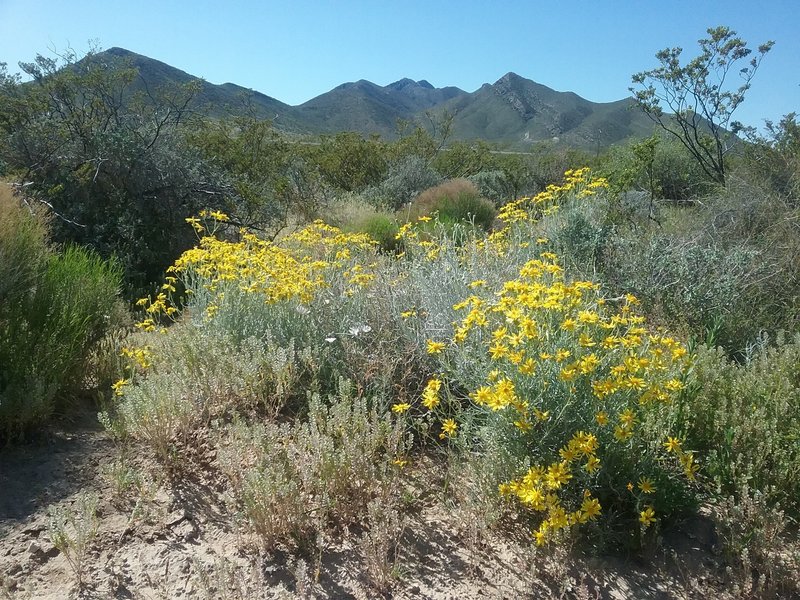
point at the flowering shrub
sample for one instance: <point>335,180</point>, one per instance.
<point>571,385</point>
<point>567,390</point>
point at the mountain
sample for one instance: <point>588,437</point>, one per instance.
<point>513,111</point>
<point>516,111</point>
<point>369,108</point>
<point>218,100</point>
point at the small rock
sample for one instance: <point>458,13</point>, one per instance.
<point>176,517</point>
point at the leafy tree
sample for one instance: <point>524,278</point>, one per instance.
<point>108,156</point>
<point>268,180</point>
<point>700,96</point>
<point>775,155</point>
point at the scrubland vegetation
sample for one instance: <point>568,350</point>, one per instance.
<point>589,355</point>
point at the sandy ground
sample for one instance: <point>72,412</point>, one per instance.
<point>186,542</point>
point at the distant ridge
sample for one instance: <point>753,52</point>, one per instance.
<point>513,111</point>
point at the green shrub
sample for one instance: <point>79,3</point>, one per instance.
<point>381,228</point>
<point>745,418</point>
<point>405,179</point>
<point>55,306</point>
<point>454,201</point>
<point>292,481</point>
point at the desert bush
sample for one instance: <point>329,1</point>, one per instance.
<point>454,201</point>
<point>571,394</point>
<point>174,389</point>
<point>53,308</point>
<point>382,228</point>
<point>563,390</point>
<point>403,182</point>
<point>745,419</point>
<point>294,480</point>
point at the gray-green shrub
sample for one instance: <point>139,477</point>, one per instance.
<point>53,307</point>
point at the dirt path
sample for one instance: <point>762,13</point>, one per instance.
<point>187,542</point>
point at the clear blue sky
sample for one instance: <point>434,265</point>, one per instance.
<point>295,50</point>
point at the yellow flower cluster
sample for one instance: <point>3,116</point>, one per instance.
<point>139,356</point>
<point>294,268</point>
<point>555,347</point>
<point>579,183</point>
<point>539,488</point>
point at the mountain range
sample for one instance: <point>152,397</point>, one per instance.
<point>513,112</point>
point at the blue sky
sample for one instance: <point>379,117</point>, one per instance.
<point>295,50</point>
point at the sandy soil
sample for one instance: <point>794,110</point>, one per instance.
<point>187,542</point>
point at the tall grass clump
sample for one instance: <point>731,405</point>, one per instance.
<point>295,481</point>
<point>53,307</point>
<point>745,418</point>
<point>454,201</point>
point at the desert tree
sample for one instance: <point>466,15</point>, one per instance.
<point>701,95</point>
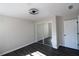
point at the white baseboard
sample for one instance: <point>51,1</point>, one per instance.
<point>16,48</point>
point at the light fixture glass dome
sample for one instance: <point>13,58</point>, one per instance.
<point>33,11</point>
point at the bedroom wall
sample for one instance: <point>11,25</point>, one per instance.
<point>15,33</point>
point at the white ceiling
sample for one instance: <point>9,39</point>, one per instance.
<point>20,10</point>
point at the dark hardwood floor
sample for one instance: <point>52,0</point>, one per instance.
<point>49,51</point>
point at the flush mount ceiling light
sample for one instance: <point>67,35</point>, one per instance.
<point>70,7</point>
<point>33,11</point>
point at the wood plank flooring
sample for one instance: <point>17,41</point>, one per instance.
<point>49,51</point>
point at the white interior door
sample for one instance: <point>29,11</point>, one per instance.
<point>70,34</point>
<point>40,31</point>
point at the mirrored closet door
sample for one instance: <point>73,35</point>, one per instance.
<point>44,33</point>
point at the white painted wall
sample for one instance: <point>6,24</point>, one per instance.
<point>15,33</point>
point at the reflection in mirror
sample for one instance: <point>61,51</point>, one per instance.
<point>44,33</point>
<point>47,40</point>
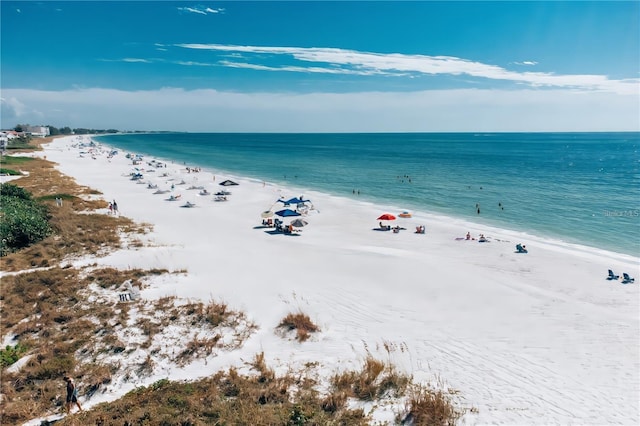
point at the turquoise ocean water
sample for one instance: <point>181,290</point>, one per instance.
<point>581,188</point>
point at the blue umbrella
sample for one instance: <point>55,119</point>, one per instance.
<point>287,213</point>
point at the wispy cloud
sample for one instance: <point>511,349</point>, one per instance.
<point>146,61</point>
<point>129,60</point>
<point>368,63</point>
<point>430,110</point>
<point>201,10</point>
<point>322,70</point>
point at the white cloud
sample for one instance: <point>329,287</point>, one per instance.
<point>321,70</point>
<point>435,110</point>
<point>201,10</point>
<point>146,61</point>
<point>349,61</point>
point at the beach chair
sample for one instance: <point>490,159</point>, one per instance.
<point>626,279</point>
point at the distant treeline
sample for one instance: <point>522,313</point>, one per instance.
<point>55,131</point>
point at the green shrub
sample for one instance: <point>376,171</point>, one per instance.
<point>23,221</point>
<point>9,172</point>
<point>11,354</point>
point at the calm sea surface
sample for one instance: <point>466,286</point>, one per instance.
<point>577,187</point>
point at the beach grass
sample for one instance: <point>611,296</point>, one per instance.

» What to produce
Look above for the line containing "point at the white cloud" and the line containing "point at the beach chair". Transcribe both, with the lines between them, exactly.

» Exercise result
point at the white cloud
sample for one instance: <point>329,287</point>, one per instance.
<point>321,70</point>
<point>435,110</point>
<point>201,10</point>
<point>146,61</point>
<point>349,61</point>
point at the beach chair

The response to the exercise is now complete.